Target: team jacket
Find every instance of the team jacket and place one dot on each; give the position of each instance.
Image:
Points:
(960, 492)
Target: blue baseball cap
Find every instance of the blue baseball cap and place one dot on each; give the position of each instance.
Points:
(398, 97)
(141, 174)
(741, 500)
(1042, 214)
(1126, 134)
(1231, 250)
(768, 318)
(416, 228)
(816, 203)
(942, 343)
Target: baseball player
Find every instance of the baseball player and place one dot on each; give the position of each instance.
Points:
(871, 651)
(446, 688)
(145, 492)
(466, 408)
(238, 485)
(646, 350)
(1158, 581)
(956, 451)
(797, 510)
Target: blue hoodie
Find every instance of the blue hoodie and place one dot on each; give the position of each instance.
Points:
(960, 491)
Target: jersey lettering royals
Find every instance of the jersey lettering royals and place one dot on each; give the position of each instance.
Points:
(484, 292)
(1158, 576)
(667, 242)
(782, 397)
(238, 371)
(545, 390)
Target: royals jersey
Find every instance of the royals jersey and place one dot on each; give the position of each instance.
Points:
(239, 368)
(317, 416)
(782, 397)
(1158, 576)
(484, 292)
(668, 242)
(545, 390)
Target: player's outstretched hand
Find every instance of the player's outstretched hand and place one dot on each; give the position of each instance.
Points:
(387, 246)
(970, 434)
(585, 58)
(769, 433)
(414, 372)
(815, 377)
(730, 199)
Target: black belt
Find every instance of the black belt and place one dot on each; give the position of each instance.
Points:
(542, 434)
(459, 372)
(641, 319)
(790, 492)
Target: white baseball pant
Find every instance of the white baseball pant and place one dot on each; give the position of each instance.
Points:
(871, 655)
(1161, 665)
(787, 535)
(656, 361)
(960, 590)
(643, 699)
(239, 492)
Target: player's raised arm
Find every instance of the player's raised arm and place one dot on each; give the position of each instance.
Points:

□ □ □

What the task requires> Rewrite the listing with every "place one dot on each" changed to "mark each one with a single point" and nothing else altered.

Response>
Target: team jacket
Find every instance of the team jacket and mark each one with a single point; give the position of each instance.
Image:
Points:
(960, 492)
Target: blue baseball cap
Find every instance of the blue baseball cap and mark each one with a single point; give the position of each instance.
Points:
(398, 97)
(141, 174)
(741, 500)
(1042, 214)
(1126, 134)
(1231, 250)
(768, 318)
(416, 228)
(816, 203)
(942, 343)
Target: baseball player
Find every instance of the baseball player and mark each one with a single point; give the position of each instance.
Points:
(871, 651)
(446, 688)
(145, 492)
(466, 408)
(238, 485)
(646, 350)
(1158, 581)
(956, 451)
(797, 510)
Target: blue hoodie
Find every instance of the blue hoodie and mark each one with a single point; give the position of each instance.
Points:
(960, 491)
Target: jersey lettering royals
Find every instance of the jersey lettering royals and mark each one with a single point; give the position of each instance.
Points:
(484, 292)
(1158, 576)
(667, 242)
(782, 397)
(238, 371)
(545, 390)
Target: royals jersey
Find every instance of the royals jersey and mark each one with a single point; give the position of each instance.
Points:
(239, 368)
(317, 416)
(782, 397)
(1158, 576)
(484, 292)
(668, 242)
(545, 390)
Target: player's outstretched hand
Find every instance of the player's outstretched hand and mark each one with a single point; give the position of each instance.
Points:
(387, 246)
(970, 434)
(585, 58)
(769, 433)
(414, 372)
(815, 377)
(730, 199)
Target: black belt
Find every instance of the black belt and mark each one with a single point; give the position of each instance.
Points:
(542, 434)
(459, 372)
(641, 319)
(790, 492)
Target: white baseball pant
Find every instance of the white baseball pant and mark each one with a single point; give the position of each instance.
Points:
(871, 655)
(1161, 665)
(787, 535)
(656, 361)
(960, 590)
(643, 699)
(239, 492)
Target: player's raised arm
Find every instance of the player's raised arm and mark each one with a single point; give the position of each instance.
Points:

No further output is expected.